**Supplied records:**
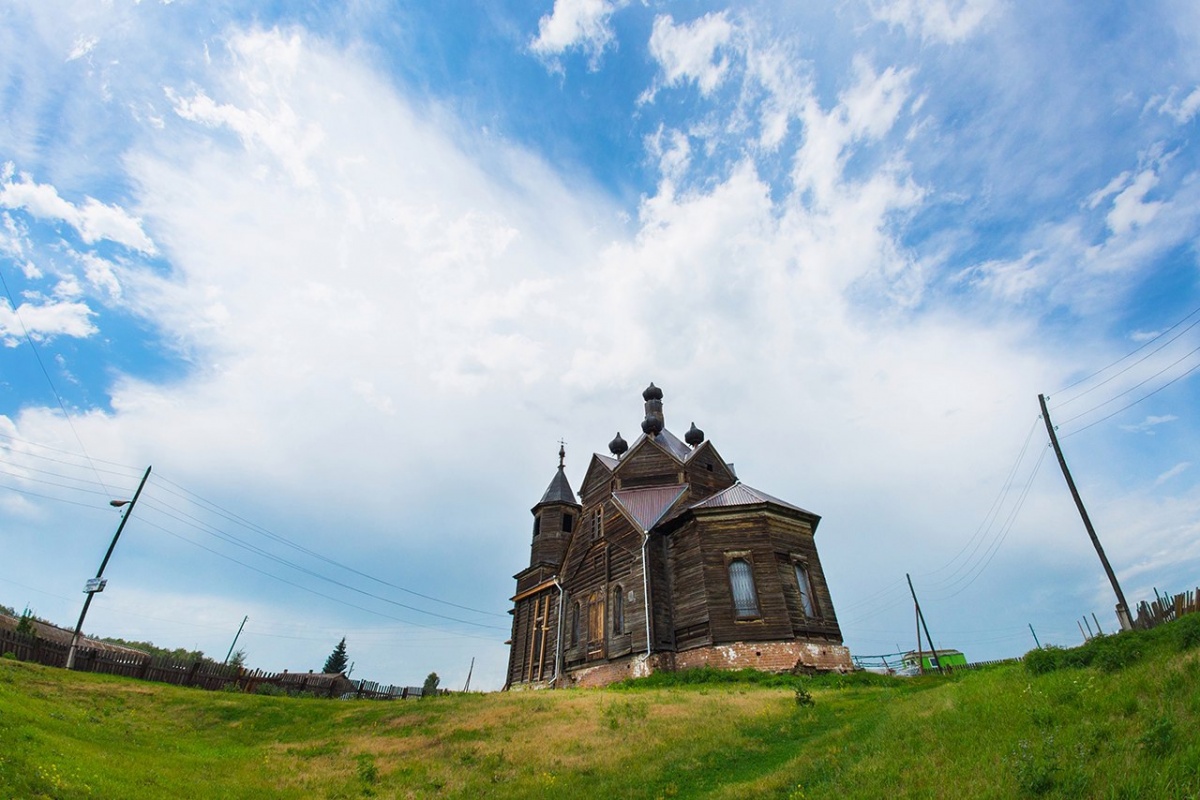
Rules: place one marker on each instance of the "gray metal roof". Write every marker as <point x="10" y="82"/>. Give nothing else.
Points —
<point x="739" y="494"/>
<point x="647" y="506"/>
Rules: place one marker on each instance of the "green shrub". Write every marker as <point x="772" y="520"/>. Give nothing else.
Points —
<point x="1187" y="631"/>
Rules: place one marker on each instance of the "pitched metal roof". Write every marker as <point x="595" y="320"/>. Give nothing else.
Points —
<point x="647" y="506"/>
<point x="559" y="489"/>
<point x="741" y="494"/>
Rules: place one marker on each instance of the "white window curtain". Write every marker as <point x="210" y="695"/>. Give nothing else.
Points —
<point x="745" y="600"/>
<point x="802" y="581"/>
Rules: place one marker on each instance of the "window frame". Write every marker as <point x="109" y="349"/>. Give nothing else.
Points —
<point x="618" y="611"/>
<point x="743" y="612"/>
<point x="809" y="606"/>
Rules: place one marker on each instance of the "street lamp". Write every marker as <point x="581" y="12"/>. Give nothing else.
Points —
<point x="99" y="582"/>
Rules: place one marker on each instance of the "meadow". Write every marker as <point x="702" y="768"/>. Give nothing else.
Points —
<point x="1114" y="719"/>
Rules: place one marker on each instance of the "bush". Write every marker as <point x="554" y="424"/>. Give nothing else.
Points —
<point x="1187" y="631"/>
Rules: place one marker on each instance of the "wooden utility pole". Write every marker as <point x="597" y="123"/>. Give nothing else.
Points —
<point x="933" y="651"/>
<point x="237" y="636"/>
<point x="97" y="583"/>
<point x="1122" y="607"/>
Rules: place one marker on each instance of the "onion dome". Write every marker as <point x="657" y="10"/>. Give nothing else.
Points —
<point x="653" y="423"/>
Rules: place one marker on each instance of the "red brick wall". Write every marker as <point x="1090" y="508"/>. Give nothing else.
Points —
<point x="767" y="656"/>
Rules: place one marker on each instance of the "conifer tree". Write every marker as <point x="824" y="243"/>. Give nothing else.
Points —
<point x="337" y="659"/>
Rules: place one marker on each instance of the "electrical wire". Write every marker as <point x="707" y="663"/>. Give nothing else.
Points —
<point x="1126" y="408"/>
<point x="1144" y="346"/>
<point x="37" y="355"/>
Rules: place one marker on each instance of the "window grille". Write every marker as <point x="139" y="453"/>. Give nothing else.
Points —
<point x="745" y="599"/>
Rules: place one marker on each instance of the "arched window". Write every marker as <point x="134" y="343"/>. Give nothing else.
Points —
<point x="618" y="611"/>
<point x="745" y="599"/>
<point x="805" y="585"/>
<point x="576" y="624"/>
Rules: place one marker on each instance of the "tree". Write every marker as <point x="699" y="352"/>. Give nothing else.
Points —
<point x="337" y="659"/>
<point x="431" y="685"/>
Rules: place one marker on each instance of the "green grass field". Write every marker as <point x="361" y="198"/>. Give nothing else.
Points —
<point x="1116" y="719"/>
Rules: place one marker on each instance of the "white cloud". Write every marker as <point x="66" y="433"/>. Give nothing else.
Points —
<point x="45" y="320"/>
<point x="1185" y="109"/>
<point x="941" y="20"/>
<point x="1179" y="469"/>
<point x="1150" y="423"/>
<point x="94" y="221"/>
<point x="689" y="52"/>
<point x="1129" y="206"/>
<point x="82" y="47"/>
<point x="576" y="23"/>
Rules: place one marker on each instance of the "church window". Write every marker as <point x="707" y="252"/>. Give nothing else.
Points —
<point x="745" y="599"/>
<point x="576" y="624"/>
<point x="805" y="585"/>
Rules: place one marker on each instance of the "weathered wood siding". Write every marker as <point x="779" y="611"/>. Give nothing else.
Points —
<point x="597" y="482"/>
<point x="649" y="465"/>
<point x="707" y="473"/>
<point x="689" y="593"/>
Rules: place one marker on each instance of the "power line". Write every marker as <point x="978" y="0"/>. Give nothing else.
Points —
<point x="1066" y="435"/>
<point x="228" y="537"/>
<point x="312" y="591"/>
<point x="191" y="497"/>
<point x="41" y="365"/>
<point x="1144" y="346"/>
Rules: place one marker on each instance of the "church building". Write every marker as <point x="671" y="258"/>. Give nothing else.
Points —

**Exercise objective:**
Would you copy all lines in the records where the string "roof" appears?

**Written solution:**
Rules: place one marker on each instance of the "gray metal roof". Write every marker as <point x="10" y="82"/>. Give nothing else.
Rules: place one marker on each instance of the "pitched metal roof". Write every marker as <point x="595" y="320"/>. Give nothing else.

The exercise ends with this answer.